▶ [Instruksi Tertulis 1] Dalam kisah keluarga beda agama ini, anak kedua harus menganut agama apa menurut perjanjian kedua orang tua?
▶ [Instruksi Tertulis 2] Lanjutkan kisah keluarga beda agama ini, mulai dari sesudah kalimat terakhirnya.

▶ [Teks yang Diberikan]
§
Kisah Piluh Memenuhi Harapan Sang Ibu
"Pada dasarnya manusia dilahirkan dalam keadaan fitrah (Islam)" begitu yang pernah saya dengar dari seorang ustadz. Tapi, bagi saya, agama tak ubahnya bagai sebuah undian. Saya menyesal, mengapa dulu lahir sebagai anak ketiga. Sebab, sesuai perjanjian di antara kedua orang tua saya, anak pertama harus menganut Katolik, anak kedua Islam, anak ketiga Katolik. Begitu seterusnya, selang-seling. Saya sebagai anak ketiga, tentu harus beragama Katolik.
Di Kelurahan Buduran, Kec. Buduran, Sidoarjo (Jawa Timur), saya dilahirkan. Tepatnya, 28 September 1974. Nama lengkap saya adalah Xaverius Andrean Sulistyo. Ayah saya WNI keturunan Tionghoa, menganut agama Katolik. Sedangkan ibu, asli Jawa kelahiran Malang Jatim) dan beragama Islam. Kendati agama orang tua saya berbeda, namun keluarga kami cukup rukun dan harmonis. Setahu saya, mereka tak pernah ribut soal perbedaan agama. Dalam soal prinsip, saya salut pada mereka.
Walaupun sudah cukup lama hidup berumah tangga, tetapi ayah dan ibu tetap bertahan pads agama yang diyakininya. Satu sama lain tak terpengaruh. Malah dalam kehidupan sehari-hari, khususnya yang menyangkut ibadah, di antara keduanya saling menghormati dan menghargai.
Agaknya, ayah benar-benar ingin menjadikan saya sebagai penganut Katolik sejati. Sejak kecil, saya sudah diajar mengenal Yesus. Untuk membersihkan dosa turunan, saya dibawa ke sebuah kolam guna dicuci (dengan cara diselamkan oleh seorang romo). istilahnya dipermandikan atau dibaptis.
Saat itu saya baru kelas dua SD. Nama depan saya, Xaverius, adalah nama tambahan setelah saya dipermandikan. Pendidikan saya mulai TK sampai SMA saya tempuh di sekolah Katolik di Surabaya.
Kendati saya "sejalur" dengan ayah, tapi dalam kehidupan sehari-hari saya merasa lebih dekat kepada ibu. Di mata saya, beliau memang sosok seorang ibu yang lembut dan penuh kasih sayang. Dia sangat disukai oleh anak-anaknya. Namun khusus untuk saya, ibu menaruh perhatian lebih Itu, konon, karena sayalah anak yang paling patuh, rajin, dan tidak suka neko-neko pada orang tua dibanding saudara-saudara saya yang lain. Dan, saya pun menyayanginya.
Setelah lulus SMA, saya melanjutkan studi ke Politeknik Pertanian Universitas Jember. Walaupun saya hidup di rantau dan cukup jauh dari Sidoarjo, namunperhatian ibu tak pernah berkurang. Dia terus memantau perkembangan saya melalui telepon. Bahkan, tak jarang ibu sendiri yang datang menjenguk saya. Sedangkan ayah, bukan tak punya perhatian pada saya. Tapi, karena kesibukannya di kantor, sehingga is tak punya banyak waktu luang untuk bercengkerama dengan anak-anaknya.
§
▶ [Informasi yang Diberikan]
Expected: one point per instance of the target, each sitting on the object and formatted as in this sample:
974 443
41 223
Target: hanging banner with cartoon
§
▶ [Jawaban Benar 1] Islam.

▶ [Jawaban Benar 2]
Walaupun saya lebih dekat dengan ibu, tapi dia tidak pernah menyinggung-nyinggung soal agama yang saya anut. Kata-kata yang keluar dari bibir ibu adalah nasihat agar saya selalu rajin belajar sebagai bekal hidup di masa depan. Tapi, entah mengapa, pada suatu pagi, ibu berbicara (lewat telepon) cukup lama soal agama. Tidak biasanya dia begitu. Intinya, ibu akan sangat berbahagia bila saya seagama dengannya. Bukan permintaan, melainkan cuma sebuah harapan.
Terus terang, hal itu membuat saya berada dalam posisi yang dilematis. Pikiran saya sempat diaduk-aduk kebimbangan antara memenuhi harapan ibu atau sebaliknya. Kalau harapan ibu saya tolak, tentu dia kecewa. Namun jika saya penuhi, justru ayah akan lebih kecewa lagi dan terluka perasaannya. Akibat selanjutnya, saya khawatir terjadi disharmoni di antara mereka lantaran memperebutkan status agama saya. Akhirnya, saya putuskan untuk tetap berpegang pada agama saya: Katolik.
Mendapat Musibah.
Sebulan kemudian, ibu mendapat kecelakaan lalu lintas. Sepulang dari suatu acara, mobil yang dikendarainya bertabrakan dengan truk. Ibu meninggal dunia beberapa saat setelah tiba di rumah sakit. Saya sendiri baru tiba di rumah dan mendapatkan ibu sudah terbujur kaku. Luka di bagian kepala dan pundaknya, memang cukup parah. Saya hanya bisa meneteskan air mata di samping jenazah ibu. Sementara, beberapa pelayat tampak membaca Al-Qur'an.
Kepergian ibu membuat jiwa saya terseret dalam duka yang begitu dalam. Saya telah kehilangan orang yang paling saya sayang dan menyayangi saya. Tiba-tiba, saya berubah pikiran. Demi cinta dan rasa hormat saya pada almarhumah ibu, saya ingin mewujudkan harapannya yang dulu pernah saya tolak, yaitu masuk Islam.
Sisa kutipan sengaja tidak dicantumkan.